## start PASSAGE TO READ
The documentation on “writing a paragraph about” in the Activities chapter demonstrates this.

Picturesque effects: Sometimes when I’m going for a strong visual image, I want to structure my description to emphasize something other than the objects as objects: the lighting in the room, the sensation of clutter, an oppressive mood. The key here usually is to use a writing a paragraph rule to draw together descriptions of objects that might otherwise be described separately.

For instance, the example “Reflections” suggests a way to combine shiny objects into their own paragraph:

The radiant light of the fallen torch reflects in the surfaces of the reflecting ball and Aladdin’s lamp.

You can also see a piece of chalk, a plumbline, an abacus and a canopic jar here.

That’s as far as the example goes because it’s trying to demonstrate simply, but we could extend the idea to get rid of the “You can also see” line entirely, and replace it with a single cohesive paragraph:

The radiant light of the fallen torch reflects in the surfaces of the reflecting ball and Aladdin’s lamp. The rest of your equipment – the piece of chalk, the plumbline, the abacus and the canopic jar – is barely distinguishable against the surrounding shadow.

or, if there’s only one dull thing on the ground,

The radiant light of the fallen torch reflects in the surfaces of Aladdin’s lamp and the reflecting ball. The piece of chalk, by contrast, is barely distinguishable against the surrounding shadow.

We’d do that simply by extending our rule for writing a paragraph about a shiny thing to include the other, not-so-shiny things as well; once these are mentioned in the paragraph they will not appear again in the “You can see…” line.

Rhetorical and poetic effects

Good human-generated prose demonstrates a sense of musicality. It avoids repetition where repetition would be dull, but relies on parallel constructions for shape. It offers the reader natural places to pause. It changes tempo.
## end PASSAGE TO READ
## start RECORD EXCERPTS
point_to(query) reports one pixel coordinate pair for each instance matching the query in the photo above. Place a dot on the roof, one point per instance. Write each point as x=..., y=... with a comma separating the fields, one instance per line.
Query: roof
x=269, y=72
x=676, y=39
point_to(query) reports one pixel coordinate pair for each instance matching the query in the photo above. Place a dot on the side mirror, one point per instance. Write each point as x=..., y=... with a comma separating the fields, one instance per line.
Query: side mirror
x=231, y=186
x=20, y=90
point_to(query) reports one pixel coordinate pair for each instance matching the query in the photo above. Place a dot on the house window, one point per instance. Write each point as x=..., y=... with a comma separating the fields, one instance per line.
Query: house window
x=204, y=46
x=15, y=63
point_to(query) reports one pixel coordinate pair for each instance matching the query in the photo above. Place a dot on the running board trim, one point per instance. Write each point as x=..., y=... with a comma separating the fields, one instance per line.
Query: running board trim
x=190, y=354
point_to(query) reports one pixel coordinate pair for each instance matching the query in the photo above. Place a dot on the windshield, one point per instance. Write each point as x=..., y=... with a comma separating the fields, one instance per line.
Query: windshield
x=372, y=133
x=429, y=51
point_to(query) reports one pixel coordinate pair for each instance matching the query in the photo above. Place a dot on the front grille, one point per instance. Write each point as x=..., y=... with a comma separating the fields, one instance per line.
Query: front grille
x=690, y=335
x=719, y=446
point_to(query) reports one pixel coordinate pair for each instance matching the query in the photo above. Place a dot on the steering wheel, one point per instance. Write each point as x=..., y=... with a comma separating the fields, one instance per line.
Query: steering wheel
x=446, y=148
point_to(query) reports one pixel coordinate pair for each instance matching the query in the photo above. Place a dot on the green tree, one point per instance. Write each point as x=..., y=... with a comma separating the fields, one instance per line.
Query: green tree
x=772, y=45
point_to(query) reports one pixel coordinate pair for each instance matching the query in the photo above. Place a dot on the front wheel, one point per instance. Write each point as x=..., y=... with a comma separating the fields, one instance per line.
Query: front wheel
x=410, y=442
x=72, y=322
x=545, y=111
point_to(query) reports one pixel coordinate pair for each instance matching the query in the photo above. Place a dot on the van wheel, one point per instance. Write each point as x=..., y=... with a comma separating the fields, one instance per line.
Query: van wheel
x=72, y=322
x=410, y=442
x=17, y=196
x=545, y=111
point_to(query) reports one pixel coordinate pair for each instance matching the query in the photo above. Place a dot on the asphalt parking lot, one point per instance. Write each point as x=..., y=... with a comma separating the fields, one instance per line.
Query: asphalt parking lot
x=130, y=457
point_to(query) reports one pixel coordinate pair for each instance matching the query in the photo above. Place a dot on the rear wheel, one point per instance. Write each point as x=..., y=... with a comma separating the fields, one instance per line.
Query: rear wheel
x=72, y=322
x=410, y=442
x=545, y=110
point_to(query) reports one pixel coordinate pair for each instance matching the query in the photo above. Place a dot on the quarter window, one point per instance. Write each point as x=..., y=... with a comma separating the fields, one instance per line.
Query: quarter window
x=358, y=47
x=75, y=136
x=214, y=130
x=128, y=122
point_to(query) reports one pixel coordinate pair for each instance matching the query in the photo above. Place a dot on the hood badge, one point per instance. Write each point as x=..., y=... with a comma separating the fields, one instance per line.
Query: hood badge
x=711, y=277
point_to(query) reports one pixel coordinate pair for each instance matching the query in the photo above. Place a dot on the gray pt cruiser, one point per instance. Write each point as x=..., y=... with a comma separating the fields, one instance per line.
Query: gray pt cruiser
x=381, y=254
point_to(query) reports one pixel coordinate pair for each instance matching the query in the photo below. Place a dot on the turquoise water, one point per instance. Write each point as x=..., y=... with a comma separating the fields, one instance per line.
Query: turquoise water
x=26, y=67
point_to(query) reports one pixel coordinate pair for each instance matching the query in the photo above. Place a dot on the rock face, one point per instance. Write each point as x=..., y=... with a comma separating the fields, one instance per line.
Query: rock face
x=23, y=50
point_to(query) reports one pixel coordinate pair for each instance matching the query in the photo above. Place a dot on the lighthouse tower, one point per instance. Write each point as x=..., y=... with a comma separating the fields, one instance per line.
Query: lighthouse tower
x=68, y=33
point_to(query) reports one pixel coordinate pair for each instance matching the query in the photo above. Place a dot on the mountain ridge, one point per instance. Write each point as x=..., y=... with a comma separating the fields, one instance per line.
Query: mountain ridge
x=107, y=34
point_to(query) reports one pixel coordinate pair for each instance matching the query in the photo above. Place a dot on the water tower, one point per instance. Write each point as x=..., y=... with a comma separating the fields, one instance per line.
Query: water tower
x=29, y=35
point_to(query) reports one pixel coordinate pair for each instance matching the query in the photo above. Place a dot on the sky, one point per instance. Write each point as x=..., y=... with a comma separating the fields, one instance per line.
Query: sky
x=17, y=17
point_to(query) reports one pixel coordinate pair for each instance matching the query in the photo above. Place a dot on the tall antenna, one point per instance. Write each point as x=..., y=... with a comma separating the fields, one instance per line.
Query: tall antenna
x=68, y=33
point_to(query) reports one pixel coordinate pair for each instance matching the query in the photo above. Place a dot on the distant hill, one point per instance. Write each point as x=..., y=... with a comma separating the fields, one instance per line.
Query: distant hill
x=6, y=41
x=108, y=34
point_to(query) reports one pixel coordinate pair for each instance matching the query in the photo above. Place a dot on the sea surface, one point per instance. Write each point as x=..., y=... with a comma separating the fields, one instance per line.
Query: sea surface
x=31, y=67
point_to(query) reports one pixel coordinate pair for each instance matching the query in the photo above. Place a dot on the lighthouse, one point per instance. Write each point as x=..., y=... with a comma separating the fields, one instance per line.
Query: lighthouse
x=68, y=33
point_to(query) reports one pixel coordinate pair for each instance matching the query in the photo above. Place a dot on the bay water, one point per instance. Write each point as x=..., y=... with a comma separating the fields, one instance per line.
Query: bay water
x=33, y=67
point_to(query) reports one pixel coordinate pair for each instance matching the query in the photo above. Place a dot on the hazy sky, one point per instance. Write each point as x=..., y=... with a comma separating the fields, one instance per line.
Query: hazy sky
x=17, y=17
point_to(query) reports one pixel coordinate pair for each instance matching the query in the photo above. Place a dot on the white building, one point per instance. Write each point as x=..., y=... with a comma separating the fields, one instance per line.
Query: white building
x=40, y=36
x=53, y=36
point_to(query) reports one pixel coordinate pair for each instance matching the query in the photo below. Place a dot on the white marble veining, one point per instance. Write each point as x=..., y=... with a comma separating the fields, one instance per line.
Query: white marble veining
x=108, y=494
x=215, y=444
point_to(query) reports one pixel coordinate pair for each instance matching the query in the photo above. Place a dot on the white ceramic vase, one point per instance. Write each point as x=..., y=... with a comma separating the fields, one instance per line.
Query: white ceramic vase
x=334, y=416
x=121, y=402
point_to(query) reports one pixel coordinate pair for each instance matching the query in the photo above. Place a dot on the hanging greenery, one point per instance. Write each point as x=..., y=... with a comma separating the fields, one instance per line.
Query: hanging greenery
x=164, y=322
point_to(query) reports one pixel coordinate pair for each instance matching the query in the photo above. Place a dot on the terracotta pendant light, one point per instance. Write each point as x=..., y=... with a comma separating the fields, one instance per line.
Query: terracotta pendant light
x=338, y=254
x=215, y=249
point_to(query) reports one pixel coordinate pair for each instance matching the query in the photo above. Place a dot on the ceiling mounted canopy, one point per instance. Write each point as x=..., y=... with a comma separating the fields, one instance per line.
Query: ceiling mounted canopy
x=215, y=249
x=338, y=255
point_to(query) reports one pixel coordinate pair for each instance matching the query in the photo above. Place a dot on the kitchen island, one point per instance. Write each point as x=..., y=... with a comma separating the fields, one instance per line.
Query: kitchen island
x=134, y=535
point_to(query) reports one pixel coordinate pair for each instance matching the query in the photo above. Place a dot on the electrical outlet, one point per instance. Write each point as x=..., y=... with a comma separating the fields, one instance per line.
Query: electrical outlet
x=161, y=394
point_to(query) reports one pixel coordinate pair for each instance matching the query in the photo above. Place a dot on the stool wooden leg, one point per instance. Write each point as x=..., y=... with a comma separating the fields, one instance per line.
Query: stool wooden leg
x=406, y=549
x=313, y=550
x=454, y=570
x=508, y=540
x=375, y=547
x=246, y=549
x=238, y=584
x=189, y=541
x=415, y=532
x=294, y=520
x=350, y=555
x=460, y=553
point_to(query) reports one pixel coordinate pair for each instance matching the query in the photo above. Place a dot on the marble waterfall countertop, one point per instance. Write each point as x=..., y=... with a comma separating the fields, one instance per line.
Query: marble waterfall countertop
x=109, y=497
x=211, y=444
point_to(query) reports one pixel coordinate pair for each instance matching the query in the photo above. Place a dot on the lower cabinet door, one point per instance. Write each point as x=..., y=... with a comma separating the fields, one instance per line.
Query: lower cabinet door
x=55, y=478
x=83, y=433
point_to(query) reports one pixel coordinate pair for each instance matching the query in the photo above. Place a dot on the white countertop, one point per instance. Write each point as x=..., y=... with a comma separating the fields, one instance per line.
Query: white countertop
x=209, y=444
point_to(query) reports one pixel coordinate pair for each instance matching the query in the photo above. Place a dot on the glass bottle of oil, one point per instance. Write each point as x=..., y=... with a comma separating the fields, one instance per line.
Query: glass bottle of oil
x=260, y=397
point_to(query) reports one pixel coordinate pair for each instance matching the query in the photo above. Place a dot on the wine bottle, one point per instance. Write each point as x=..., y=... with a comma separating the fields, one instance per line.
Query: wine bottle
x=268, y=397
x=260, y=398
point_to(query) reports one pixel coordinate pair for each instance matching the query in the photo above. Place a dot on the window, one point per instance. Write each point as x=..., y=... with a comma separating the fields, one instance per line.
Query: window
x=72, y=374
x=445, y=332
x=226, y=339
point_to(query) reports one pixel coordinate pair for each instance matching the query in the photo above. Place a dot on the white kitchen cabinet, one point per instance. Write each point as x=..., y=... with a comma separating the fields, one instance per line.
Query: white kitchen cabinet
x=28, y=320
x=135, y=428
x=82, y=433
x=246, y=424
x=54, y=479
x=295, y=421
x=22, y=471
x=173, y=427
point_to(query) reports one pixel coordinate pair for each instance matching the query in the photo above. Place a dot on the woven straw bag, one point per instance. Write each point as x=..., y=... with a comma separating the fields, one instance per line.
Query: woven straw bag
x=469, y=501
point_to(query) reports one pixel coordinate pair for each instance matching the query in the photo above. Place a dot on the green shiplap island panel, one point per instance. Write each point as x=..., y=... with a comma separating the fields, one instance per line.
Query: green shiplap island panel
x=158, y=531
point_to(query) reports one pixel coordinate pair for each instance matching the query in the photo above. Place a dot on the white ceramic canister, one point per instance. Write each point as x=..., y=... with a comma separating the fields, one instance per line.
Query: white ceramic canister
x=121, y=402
## end RECORD EXCERPTS
* WORK TO COMPLETE
1. According to the passage on writing descriptions, what does the example "Reflections" suggest a way to do?
2. Update the passage on writing descriptions by giving again the part between "We’d do that" and "It changes tempo.", inclusive, with "musicality" replaced by "rhythm".

* RESPONSES IN ORDER
1. It suggests a way to combine shiny objects into their own paragraph.

2.
We’d do that simply by extending our rule for writing a paragraph about a shiny thing to include the other, not-so-shiny things as well; once these are mentioned in the paragraph they will not appear again in the “You can see…” line.

Rhetorical and poetic effects

Good human-generated prose demonstrates a sense of rhythm. It avoids repetition where repetition would be dull, but relies on parallel constructions for shape. It offers the reader natural places to pause. It changes tempo.